Trecho do documento >>
============

Isso não é verdade, não acontece a supressão da vegetação nativa. Ao contrário, ela é conservada. O uso pastoril é essencial para a conservação da biodiversidade campestre do Bioma Pampa e também dos campos de altitude inseridos no Bioma Mata Atlântica.
Então, na verdade, o que está acontecendo é que os proprietários têm o desejo de, talvez, no futuro, ou mais imediatamente, converter essas áreas de campo em lavouras. E aí querem ter aquela possibilidade de converter a sua propriedade em cultivos, ou em silvicultura, sem estarem limitados por aqueles 20% de reserva legal.
Voltando aos projetos de pesquisa, nós temos vários projetos, alguns financiados pelo CNPq. Temos o Projeto de Pesquisa Ecológica de Longa Duração — PELD, em que estamos avaliando o efeito da supressão do manejo sobre a biodiversidade.
Há resultados nos quais a Dra. Luciana está trabalhando, em relação à fauna também, em relação à biodiversidade de plantas, mostrando que a supressão do pastejo — isso nós já temos como resultado consolidado — e das queimadas em campos nativos reduz, prejudica a conservação da biodiversidade. E é isso o que está acontecendo nas unidades de conservação, porque ali foi suprimido o uso pastoril. Suprimindo-se o uso pastoril, essas áreas se tornam muito vulneráveis a queimadas catastróficas porque acumula muito a biomassa.
Nós falamos então que, pelo menos, deveriam queimar. Mas se for reintroduzido o pastejo nas unidades de conservação com vegetação campestre, nós estaremos reduzindo a necessidade de queimadas, ou seja, indo ao encontro daquela ideia de que devemos reduzir as queimadas por outras razões, pela poluição atmosférica, pela questão, enfim... O público não vê as queimadas como algo interessante.

============

Dados fornecidos >>
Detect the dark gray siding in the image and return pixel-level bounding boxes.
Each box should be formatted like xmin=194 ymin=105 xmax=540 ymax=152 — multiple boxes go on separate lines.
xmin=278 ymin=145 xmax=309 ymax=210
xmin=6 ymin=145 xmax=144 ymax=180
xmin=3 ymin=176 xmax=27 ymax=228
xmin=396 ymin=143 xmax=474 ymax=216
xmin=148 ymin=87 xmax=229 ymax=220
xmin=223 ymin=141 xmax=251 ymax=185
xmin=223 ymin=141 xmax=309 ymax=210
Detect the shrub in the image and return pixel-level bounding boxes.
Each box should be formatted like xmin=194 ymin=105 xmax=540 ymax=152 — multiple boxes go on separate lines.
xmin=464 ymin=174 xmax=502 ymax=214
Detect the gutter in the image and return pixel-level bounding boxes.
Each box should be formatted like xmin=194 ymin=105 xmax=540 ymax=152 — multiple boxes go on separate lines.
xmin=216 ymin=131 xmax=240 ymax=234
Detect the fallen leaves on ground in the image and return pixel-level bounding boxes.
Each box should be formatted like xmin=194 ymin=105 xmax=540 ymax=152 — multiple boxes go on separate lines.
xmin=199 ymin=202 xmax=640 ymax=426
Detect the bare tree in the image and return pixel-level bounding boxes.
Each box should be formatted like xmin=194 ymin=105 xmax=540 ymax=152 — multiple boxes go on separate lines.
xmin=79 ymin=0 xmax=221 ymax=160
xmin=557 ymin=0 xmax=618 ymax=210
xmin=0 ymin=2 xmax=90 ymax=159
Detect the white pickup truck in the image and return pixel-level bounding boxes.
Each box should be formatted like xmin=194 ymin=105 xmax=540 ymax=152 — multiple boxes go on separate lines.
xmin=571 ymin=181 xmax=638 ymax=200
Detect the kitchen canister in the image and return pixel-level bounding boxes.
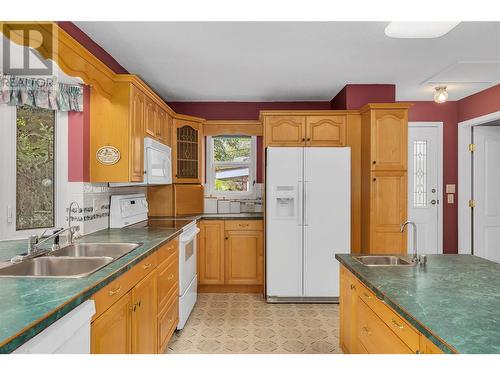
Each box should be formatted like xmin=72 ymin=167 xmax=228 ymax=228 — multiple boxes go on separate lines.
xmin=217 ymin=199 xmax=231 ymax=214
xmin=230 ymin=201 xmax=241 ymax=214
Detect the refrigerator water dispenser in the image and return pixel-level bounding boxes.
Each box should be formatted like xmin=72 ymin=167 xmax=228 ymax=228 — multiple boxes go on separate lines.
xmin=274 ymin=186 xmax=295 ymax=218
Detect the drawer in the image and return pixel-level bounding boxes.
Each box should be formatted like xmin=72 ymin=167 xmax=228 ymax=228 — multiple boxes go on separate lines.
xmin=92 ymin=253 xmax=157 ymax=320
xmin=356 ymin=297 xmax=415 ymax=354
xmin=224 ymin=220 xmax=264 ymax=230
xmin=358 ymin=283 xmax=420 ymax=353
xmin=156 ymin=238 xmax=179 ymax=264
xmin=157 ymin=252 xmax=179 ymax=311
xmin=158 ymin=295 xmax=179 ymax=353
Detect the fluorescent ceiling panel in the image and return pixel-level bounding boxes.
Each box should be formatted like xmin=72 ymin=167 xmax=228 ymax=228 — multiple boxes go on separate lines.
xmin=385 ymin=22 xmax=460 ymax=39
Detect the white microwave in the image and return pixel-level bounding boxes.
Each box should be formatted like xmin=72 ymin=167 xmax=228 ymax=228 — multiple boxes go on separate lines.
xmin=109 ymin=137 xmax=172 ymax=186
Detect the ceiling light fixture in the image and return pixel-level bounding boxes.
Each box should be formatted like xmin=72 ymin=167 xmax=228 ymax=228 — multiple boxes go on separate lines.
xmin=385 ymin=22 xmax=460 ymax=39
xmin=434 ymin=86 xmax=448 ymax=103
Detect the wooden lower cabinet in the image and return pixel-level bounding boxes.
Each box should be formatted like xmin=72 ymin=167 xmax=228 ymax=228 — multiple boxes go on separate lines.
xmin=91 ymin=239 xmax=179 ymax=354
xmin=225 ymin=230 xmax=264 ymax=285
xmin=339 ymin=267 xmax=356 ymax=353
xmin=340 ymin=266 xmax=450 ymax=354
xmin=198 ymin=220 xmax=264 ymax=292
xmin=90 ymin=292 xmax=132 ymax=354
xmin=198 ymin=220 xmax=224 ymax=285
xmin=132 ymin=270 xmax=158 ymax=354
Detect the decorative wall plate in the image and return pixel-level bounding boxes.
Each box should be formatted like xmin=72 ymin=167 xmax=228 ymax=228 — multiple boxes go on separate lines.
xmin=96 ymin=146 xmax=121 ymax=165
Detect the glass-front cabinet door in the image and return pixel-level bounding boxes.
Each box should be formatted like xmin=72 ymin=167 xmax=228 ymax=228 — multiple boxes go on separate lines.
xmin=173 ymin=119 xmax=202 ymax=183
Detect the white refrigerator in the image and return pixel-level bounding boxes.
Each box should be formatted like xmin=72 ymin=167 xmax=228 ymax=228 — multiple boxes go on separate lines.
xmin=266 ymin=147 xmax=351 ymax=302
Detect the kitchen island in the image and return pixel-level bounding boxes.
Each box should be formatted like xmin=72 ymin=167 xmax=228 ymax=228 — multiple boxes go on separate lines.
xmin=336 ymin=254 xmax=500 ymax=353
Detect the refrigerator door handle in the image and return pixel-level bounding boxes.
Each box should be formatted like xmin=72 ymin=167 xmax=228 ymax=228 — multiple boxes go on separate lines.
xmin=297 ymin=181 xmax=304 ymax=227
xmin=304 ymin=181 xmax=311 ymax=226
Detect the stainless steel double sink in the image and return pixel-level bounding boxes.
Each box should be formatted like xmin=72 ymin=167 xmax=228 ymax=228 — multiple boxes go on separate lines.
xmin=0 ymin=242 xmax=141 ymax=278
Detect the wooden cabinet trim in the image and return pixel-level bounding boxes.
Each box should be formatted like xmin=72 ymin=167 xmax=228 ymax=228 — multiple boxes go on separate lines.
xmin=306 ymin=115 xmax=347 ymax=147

============

Tarefa >> Extraia do trecho sobre o pastejo nos campos nativos a passagem que vai de "Então, na verdade, o" até "de reserva legal.", copiando-a sem nenhuma alteração.

Resposta da tarefa >>
Então, na verdade, o que está acontecendo é que os proprietários têm o desejo de, talvez, no futuro, ou mais imediatamente, converter essas áreas de campo em lavouras. E aí querem ter aquela possibilidade de converter a sua propriedade em cultivos, ou em silvicultura, sem estarem limitados por aqueles 20% de reserva legal.